Listed records:

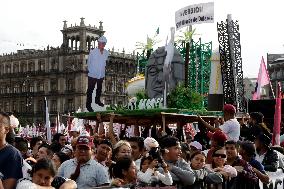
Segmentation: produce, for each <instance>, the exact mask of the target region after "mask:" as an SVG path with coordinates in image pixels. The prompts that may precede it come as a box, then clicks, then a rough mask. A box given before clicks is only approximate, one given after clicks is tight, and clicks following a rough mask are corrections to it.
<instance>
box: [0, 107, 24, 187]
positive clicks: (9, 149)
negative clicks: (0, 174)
mask: <svg viewBox="0 0 284 189" xmlns="http://www.w3.org/2000/svg"><path fill="white" fill-rule="evenodd" d="M9 128H10V118H9V115H7V114H6V113H3V112H0V173H2V176H3V177H2V176H1V180H2V183H3V186H4V188H5V189H7V188H9V189H10V188H15V186H16V183H17V180H18V179H20V178H22V177H23V172H22V165H23V158H22V155H21V153H20V152H19V150H17V149H16V148H15V147H14V146H12V145H10V144H8V143H7V141H6V135H7V133H8V132H9Z"/></svg>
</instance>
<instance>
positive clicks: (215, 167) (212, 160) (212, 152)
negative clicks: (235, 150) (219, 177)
mask: <svg viewBox="0 0 284 189" xmlns="http://www.w3.org/2000/svg"><path fill="white" fill-rule="evenodd" d="M218 150H224V148H221V147H217V148H215V149H214V150H213V152H212V169H214V168H216V164H215V162H214V160H213V156H214V155H215V154H216V152H217V151H218Z"/></svg>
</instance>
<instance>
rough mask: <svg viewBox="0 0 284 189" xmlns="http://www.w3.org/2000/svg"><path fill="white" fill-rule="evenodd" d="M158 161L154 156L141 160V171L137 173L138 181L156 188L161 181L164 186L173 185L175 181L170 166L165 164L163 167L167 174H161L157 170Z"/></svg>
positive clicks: (165, 171)
mask: <svg viewBox="0 0 284 189" xmlns="http://www.w3.org/2000/svg"><path fill="white" fill-rule="evenodd" d="M157 166H158V160H157V159H153V157H152V156H148V157H143V158H142V159H141V166H140V171H139V172H138V173H137V177H138V180H139V181H140V182H142V183H145V184H147V185H151V186H156V184H157V183H158V182H159V181H161V182H162V183H163V184H164V185H172V184H173V179H172V177H171V174H170V173H169V171H168V166H167V165H166V163H163V165H162V167H163V169H164V173H165V174H161V173H159V172H158V171H157V170H156V169H157Z"/></svg>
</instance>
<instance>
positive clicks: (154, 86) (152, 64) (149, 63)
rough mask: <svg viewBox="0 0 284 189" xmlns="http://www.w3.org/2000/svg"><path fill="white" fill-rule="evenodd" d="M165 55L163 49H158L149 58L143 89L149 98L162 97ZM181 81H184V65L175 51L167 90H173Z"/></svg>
mask: <svg viewBox="0 0 284 189" xmlns="http://www.w3.org/2000/svg"><path fill="white" fill-rule="evenodd" d="M166 55H167V53H166V51H165V47H160V48H158V49H157V50H156V51H154V52H153V53H152V55H151V56H150V58H149V61H148V64H147V66H146V73H145V76H146V79H145V82H146V83H145V88H146V90H147V93H148V96H149V98H159V97H163V91H164V85H165V84H164V76H163V67H164V60H165V58H166ZM181 81H184V63H183V58H182V56H181V55H180V53H179V52H178V50H177V49H175V53H174V58H173V61H172V63H171V72H170V77H169V90H172V89H174V88H175V86H176V85H177V84H178V83H179V82H181Z"/></svg>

Action item: Please produce an exact copy of all the material, leaving out the pictures.

Task output:
Segmentation: produce, for each <instance>, the exact mask of the target region after "mask:" as an SVG path with coordinates in image pixels. The prompts that may precede it come as a box, then clicks, then a rough mask. A box given before clicks is only approximate, one given after clicks is tight, and clicks following a rough mask are corrections to it.
<instance>
box: [0, 107, 24, 187]
positive clicks: (9, 149)
negative clicks: (0, 174)
mask: <svg viewBox="0 0 284 189" xmlns="http://www.w3.org/2000/svg"><path fill="white" fill-rule="evenodd" d="M9 128H10V118H9V115H7V114H6V113H3V112H0V173H2V176H3V177H2V176H1V180H2V183H3V186H4V188H5V189H7V188H9V189H10V188H15V186H16V183H17V180H18V179H20V178H22V177H23V172H22V165H23V158H22V155H21V153H20V152H19V150H17V149H16V148H15V147H14V146H12V145H10V144H8V143H7V141H6V135H7V133H8V132H9Z"/></svg>
</instance>
<instance>
positive clicks: (215, 167) (212, 160) (212, 152)
negative clicks: (235, 150) (219, 177)
mask: <svg viewBox="0 0 284 189" xmlns="http://www.w3.org/2000/svg"><path fill="white" fill-rule="evenodd" d="M218 150H224V148H221V147H217V148H215V149H214V150H213V152H212V169H214V168H216V164H215V162H214V160H213V156H214V155H215V154H216V152H217V151H218Z"/></svg>
</instance>
<instance>
rough mask: <svg viewBox="0 0 284 189" xmlns="http://www.w3.org/2000/svg"><path fill="white" fill-rule="evenodd" d="M158 161L154 156L141 160V171L137 173L138 181L156 188L161 181L164 186L173 185L175 181L170 166L165 164L163 167L167 174H161L157 170Z"/></svg>
positive clicks: (165, 171)
mask: <svg viewBox="0 0 284 189" xmlns="http://www.w3.org/2000/svg"><path fill="white" fill-rule="evenodd" d="M157 166H158V160H157V159H153V157H152V156H148V157H143V158H142V159H141V166H140V171H139V172H138V173H137V177H138V180H139V181H140V182H142V183H145V184H147V185H151V186H156V184H157V183H158V182H159V181H161V182H162V183H163V184H164V185H172V184H173V179H172V177H171V174H170V173H169V171H168V166H167V165H166V163H163V165H162V167H163V169H164V173H165V174H161V173H159V172H158V171H157V170H156V169H157Z"/></svg>
</instance>
<instance>
positive clicks: (154, 86) (152, 64) (149, 63)
rough mask: <svg viewBox="0 0 284 189" xmlns="http://www.w3.org/2000/svg"><path fill="white" fill-rule="evenodd" d="M165 55L163 49H158L149 58L143 89L149 98L162 97ZM181 81H184V65L175 51L167 90H173Z"/></svg>
mask: <svg viewBox="0 0 284 189" xmlns="http://www.w3.org/2000/svg"><path fill="white" fill-rule="evenodd" d="M166 55H167V53H166V51H165V47H160V48H158V49H157V50H156V51H154V52H153V53H152V55H151V56H150V58H149V61H148V64H147V66H146V73H145V76H146V79H145V82H146V83H145V88H146V90H147V93H148V96H149V98H159V97H163V91H164V85H165V84H164V76H163V67H164V60H165V58H166ZM181 81H184V63H183V58H182V56H181V55H180V53H179V52H178V50H177V49H175V53H174V58H173V61H172V63H171V72H170V77H169V90H172V89H174V88H175V86H176V85H177V84H178V83H179V82H181Z"/></svg>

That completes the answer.